[begin Input for this task]

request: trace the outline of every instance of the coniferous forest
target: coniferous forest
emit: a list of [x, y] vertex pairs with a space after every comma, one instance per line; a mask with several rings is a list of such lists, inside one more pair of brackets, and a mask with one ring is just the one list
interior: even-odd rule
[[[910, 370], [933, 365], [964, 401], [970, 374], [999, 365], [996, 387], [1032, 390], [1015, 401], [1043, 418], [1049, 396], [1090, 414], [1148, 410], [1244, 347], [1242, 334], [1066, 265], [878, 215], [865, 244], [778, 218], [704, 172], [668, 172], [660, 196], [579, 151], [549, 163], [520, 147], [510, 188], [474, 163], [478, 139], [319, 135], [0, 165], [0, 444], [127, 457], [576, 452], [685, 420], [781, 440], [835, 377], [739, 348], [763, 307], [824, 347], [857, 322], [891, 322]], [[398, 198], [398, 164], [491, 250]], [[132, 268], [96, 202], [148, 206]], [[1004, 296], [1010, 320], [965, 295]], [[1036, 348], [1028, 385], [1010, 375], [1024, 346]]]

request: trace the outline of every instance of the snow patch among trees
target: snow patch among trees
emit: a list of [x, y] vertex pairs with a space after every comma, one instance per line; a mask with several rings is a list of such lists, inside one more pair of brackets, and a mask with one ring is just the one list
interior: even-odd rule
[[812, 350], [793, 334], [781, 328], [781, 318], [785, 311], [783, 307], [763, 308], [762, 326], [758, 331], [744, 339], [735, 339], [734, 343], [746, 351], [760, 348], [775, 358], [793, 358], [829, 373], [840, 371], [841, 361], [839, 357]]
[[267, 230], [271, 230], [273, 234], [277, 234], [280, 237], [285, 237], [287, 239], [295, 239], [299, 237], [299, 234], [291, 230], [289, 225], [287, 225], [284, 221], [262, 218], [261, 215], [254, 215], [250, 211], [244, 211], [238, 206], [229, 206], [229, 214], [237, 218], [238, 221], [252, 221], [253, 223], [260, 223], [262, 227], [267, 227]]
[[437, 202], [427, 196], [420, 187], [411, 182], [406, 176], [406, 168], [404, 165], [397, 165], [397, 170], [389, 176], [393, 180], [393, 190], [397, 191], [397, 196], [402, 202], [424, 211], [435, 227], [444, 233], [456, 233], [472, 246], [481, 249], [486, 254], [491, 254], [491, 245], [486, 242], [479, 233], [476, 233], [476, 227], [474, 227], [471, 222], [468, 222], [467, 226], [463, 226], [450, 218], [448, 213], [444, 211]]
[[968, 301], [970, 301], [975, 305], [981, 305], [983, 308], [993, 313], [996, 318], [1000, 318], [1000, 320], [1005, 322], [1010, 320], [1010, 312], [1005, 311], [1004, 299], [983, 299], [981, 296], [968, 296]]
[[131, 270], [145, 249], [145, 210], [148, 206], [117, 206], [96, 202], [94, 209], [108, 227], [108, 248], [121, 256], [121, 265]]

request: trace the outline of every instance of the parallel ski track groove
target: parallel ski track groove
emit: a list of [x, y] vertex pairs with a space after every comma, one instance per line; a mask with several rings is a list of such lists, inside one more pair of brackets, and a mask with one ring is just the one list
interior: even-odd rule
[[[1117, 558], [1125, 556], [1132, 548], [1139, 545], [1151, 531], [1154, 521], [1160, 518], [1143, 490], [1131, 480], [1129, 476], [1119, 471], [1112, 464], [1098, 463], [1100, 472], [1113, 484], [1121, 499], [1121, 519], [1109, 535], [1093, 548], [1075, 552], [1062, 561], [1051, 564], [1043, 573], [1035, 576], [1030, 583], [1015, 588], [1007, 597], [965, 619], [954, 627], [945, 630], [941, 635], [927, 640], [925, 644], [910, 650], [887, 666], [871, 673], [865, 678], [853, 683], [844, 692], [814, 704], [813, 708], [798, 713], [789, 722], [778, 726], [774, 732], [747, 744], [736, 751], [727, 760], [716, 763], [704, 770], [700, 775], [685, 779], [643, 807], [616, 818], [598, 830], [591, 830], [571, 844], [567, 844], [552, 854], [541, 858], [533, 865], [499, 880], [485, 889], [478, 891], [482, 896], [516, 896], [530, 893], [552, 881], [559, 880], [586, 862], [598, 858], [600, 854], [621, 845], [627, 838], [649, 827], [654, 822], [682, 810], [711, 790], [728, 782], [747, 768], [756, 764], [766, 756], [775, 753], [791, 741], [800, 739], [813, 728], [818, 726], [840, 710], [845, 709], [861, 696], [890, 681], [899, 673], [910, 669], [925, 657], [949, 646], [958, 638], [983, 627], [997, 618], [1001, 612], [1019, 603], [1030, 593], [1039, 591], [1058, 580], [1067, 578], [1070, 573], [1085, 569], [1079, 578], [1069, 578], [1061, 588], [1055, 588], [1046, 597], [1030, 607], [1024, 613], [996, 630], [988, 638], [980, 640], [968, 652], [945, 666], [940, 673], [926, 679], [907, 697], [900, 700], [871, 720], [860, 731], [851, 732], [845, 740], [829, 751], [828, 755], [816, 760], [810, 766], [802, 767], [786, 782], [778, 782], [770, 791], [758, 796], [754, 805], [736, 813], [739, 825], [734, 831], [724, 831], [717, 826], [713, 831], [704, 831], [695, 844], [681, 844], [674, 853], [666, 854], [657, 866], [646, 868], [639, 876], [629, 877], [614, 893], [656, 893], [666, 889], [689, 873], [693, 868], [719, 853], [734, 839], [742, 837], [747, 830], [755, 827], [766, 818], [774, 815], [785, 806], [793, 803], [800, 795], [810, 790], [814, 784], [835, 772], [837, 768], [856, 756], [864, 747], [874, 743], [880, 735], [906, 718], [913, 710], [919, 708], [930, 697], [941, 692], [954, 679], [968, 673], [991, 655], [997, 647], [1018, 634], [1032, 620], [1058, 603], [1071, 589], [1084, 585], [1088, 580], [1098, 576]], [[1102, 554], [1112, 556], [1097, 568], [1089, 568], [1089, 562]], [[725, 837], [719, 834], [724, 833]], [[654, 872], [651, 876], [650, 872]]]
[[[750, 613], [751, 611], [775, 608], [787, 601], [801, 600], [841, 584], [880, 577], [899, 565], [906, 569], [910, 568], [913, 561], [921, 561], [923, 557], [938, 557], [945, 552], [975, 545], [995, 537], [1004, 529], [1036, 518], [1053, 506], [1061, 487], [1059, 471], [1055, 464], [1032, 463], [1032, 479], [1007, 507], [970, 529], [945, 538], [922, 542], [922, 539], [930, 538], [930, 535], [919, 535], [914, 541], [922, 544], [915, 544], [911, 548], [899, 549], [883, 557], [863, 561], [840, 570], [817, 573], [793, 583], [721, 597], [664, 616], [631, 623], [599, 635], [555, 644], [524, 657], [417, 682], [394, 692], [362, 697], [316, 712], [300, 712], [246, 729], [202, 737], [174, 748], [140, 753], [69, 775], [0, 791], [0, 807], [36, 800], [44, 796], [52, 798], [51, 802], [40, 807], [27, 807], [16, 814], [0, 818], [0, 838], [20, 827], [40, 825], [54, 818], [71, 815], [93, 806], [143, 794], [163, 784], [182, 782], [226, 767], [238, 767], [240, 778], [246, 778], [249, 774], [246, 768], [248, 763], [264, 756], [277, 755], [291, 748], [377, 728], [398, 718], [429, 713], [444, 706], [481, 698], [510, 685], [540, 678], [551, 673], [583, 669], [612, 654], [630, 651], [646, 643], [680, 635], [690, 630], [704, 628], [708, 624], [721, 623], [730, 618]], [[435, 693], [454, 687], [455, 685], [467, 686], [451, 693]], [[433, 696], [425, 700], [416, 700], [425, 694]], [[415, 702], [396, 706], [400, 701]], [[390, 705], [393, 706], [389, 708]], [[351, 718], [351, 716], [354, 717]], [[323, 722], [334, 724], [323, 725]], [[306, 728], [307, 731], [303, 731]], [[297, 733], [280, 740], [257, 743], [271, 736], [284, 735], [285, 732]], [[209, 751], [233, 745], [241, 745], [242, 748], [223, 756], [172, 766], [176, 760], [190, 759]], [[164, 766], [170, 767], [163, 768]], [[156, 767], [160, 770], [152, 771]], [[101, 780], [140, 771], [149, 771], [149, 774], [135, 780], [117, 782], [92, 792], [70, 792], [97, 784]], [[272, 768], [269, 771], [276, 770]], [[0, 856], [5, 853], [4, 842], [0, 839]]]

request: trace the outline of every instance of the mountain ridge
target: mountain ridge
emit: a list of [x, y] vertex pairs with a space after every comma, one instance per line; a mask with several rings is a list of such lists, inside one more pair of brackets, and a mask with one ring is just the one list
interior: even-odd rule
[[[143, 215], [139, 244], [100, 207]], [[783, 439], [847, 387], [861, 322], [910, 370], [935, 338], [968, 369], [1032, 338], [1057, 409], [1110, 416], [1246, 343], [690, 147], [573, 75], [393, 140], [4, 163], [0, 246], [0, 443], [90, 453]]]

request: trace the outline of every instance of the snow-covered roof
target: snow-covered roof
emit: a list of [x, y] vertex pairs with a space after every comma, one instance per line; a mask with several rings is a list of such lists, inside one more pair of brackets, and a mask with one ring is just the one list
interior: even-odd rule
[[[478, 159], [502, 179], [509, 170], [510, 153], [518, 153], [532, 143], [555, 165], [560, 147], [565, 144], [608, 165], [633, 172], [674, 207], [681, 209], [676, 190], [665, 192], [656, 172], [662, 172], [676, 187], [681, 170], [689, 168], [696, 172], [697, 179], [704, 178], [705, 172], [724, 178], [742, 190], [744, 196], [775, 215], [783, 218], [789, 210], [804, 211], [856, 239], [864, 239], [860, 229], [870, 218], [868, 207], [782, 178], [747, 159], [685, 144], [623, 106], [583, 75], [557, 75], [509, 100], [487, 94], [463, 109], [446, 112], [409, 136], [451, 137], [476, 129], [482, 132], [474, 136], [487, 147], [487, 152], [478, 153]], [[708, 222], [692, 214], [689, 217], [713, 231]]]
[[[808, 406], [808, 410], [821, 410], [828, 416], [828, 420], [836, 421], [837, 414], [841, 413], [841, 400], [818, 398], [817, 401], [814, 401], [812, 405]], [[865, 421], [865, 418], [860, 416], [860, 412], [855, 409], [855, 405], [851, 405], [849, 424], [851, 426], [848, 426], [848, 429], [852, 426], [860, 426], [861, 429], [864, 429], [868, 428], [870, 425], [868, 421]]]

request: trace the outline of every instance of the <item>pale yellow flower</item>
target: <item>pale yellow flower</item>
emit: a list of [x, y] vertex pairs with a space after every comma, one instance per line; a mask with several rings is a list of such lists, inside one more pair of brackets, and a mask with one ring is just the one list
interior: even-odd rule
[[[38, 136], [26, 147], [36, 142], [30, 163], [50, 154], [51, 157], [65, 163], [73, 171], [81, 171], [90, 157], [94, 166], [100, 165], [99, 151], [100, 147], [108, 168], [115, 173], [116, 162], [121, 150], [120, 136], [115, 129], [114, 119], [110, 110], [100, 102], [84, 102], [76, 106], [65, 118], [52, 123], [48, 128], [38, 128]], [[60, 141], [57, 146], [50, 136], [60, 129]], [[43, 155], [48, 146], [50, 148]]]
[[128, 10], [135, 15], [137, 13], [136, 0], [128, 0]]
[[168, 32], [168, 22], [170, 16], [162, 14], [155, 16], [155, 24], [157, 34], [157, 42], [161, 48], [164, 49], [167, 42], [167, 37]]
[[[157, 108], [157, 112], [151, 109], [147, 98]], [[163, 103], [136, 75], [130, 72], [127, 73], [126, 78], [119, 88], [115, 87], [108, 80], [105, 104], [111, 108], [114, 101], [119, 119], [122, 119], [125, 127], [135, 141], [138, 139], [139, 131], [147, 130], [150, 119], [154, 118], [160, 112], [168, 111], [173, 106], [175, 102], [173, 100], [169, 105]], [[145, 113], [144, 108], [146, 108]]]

[end Input for this task]

§ **Directions for this task**: Reproduce, character for character, the records from the line containing "request: trace the outline of every instance of the <item>pale" through the line containing "[[128, 10], [135, 15], [137, 13], [136, 0], [128, 0]]", including both of those lines.

§ **The solution**:
request: trace the outline of every instance of the <item>pale yellow flower</item>
target: <item>pale yellow flower</item>
emit: a list of [x, y] vertex pairs with a space after every comma, one instance per line; a mask with several rings is a list of such lists, inside one more pair of brackets, and a mask with one ring is just the one list
interior: even-odd rule
[[[38, 136], [26, 147], [36, 142], [30, 163], [50, 154], [51, 157], [65, 163], [73, 171], [81, 171], [90, 157], [94, 166], [100, 165], [99, 151], [100, 147], [108, 168], [115, 173], [116, 162], [121, 150], [120, 136], [115, 129], [114, 119], [110, 110], [100, 102], [84, 102], [76, 106], [65, 118], [52, 123], [48, 128], [38, 128]], [[60, 141], [57, 146], [50, 136], [60, 129]], [[43, 155], [48, 146], [50, 148]]]
[[128, 10], [135, 15], [137, 13], [136, 0], [128, 0]]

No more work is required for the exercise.